▶ [RECORDS SHOWN]:
————

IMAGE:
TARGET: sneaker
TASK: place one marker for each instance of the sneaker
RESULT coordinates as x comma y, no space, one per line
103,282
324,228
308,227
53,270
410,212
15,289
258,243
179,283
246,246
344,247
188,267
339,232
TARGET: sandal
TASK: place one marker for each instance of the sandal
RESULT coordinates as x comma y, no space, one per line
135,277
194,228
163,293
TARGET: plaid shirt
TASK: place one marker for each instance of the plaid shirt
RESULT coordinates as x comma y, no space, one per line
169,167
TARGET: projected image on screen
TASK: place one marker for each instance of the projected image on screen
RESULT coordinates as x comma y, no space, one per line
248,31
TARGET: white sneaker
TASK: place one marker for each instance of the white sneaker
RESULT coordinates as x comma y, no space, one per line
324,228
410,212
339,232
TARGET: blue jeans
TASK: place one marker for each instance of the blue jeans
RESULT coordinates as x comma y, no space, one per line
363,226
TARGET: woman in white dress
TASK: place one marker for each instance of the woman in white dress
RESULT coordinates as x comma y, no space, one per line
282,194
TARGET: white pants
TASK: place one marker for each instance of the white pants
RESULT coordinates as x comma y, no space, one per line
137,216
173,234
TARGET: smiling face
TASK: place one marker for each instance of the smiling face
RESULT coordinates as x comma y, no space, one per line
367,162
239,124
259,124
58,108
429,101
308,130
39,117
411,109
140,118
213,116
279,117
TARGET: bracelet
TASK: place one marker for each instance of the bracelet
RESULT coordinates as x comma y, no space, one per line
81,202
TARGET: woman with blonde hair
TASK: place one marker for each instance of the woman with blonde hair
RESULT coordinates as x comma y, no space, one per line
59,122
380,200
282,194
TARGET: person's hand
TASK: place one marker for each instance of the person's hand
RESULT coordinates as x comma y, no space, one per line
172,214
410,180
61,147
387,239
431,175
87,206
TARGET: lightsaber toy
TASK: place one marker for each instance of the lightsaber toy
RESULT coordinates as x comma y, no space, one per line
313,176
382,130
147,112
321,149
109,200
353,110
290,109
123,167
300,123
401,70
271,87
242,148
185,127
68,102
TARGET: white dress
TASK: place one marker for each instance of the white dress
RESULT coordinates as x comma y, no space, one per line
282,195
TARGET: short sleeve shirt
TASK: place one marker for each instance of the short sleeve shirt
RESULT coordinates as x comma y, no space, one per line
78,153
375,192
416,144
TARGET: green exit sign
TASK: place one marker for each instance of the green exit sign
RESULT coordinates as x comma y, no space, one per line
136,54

————

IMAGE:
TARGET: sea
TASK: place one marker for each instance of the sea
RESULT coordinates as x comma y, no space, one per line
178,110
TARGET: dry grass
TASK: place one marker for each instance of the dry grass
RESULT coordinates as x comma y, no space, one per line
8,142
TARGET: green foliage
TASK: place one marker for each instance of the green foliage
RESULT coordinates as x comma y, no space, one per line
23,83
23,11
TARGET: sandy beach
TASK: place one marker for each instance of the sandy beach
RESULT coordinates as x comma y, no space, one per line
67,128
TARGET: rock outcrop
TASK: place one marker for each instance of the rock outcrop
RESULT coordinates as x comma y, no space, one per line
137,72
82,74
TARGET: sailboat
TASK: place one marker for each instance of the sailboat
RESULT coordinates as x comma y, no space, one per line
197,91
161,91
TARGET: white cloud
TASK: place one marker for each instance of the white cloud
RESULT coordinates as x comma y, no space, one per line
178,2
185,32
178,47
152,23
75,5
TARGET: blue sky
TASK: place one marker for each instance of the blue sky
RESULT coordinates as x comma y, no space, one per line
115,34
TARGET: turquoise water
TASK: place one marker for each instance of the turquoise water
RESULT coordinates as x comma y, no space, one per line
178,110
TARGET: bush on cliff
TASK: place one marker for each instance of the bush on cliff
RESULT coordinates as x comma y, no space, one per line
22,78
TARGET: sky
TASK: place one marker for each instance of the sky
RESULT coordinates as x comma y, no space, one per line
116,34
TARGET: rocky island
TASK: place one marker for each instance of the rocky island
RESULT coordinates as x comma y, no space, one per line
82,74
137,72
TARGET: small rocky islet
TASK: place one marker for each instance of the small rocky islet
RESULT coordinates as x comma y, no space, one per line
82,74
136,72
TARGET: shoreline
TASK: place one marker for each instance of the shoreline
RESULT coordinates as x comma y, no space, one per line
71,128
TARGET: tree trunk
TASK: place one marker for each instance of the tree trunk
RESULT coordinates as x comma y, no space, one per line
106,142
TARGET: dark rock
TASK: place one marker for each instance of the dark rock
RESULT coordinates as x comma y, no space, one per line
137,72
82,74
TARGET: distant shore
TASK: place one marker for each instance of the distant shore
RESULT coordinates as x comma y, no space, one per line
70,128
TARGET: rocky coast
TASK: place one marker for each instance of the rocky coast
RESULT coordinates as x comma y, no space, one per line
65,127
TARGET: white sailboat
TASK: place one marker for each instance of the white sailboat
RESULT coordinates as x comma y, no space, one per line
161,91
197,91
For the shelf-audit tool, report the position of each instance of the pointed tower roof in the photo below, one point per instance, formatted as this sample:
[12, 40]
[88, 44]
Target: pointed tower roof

————

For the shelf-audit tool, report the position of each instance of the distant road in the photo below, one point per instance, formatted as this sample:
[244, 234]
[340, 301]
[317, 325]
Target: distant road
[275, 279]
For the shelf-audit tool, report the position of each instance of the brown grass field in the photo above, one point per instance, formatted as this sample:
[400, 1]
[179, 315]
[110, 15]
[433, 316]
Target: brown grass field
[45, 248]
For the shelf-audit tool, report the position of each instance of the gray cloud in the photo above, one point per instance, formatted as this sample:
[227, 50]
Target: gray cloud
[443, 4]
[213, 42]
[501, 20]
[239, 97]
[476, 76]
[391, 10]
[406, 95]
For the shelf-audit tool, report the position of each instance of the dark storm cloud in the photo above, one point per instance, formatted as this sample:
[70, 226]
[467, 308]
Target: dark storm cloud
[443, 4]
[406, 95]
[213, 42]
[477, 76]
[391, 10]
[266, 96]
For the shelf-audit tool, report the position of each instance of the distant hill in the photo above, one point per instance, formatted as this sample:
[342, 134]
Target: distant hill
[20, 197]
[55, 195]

————

▶ [EXERCISE GOAL]:
Please reproduce, exactly as they appear above, the lines from the line containing "TASK: place one marker for each instance of the shoreline" up to and including the line containing "TARGET: white sailboat".

▶ [THE COMPLETED TASK]:
TASK: place one marker for each instance of the shoreline
RESULT coordinates as x comma y, no space, one per line
71,128
TARGET: tree trunk
TASK: place one marker for each instance of the tree trunk
RESULT coordinates as x comma y, no space, one per line
106,142
TARGET: dark rock
TASK: place one marker for each instance of the dark rock
RESULT coordinates as x comma y, no space, one per line
137,72
82,74
TARGET: distant shore
TASK: place one marker for each instance of the distant shore
RESULT coordinates as x comma y, no space, one per line
70,128
TARGET: rocky coast
TASK: place one marker for each instance of the rocky coast
RESULT coordinates as x comma y, no space, one per line
65,127
TARGET: white sailboat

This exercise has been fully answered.